— Set task —
From the passage on Val Thorens, reproduce word for word the text between "Val Thorens ()" and "Caron (3200 m).", inclusive.

[Passage start]

Val Thorens () is a ski town in the Tarentaise Valley in the French Alps at an altitude of . It is located in the commune of Saint-Martin-de-Belleville in the Savoie department. The resort forms part of the Les Trois Vallées ski area which, with over 600 km of slopes, is one of the largest linked ski areas in the world.

Resort
In 1971 the first of three drag lifts was installed, followed in 1972 by the opening of the first ski school.

Skiing
The resort is usually open from mid-November until early May. The highest ski-able peaks are Pointe du Bouchet (3230 m) and Cime de Caron (3200 m).

Many of the slopes in Val Thorens face north and north-west. However, the resort itself faces south. Val Thorens has a total of 68 marked runs, and several terrain parks. The main snow park hosts a stage of the national SFR Slopestyle Tour, and the ski cross arena is frequently visited by the FIS Skier X World Cup.

[Passage end]
[Supplied data start]

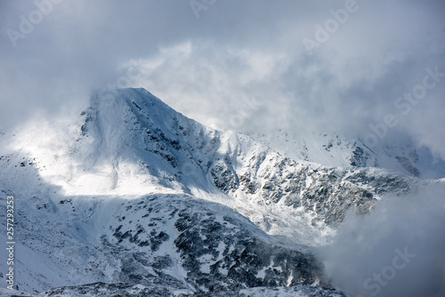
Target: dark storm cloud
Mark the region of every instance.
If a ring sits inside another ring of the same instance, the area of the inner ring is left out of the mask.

[Supplied data end]

— Worked answer —
Val Thorens () is a ski town in the Tarentaise Valley in the French Alps at an altitude of . It is located in the commune of Saint-Martin-de-Belleville in the Savoie department. The resort forms part of the Les Trois Vallées ski area which, with over 600 km of slopes, is one of the largest linked ski areas in the world.

Resort
In 1971 the first of three drag lifts was installed, followed in 1972 by the opening of the first ski school.

Skiing
The resort is usually open from mid-November until early May. The highest ski-able peaks are Pointe du Bouchet (3230 m) and Cime de Caron (3200 m).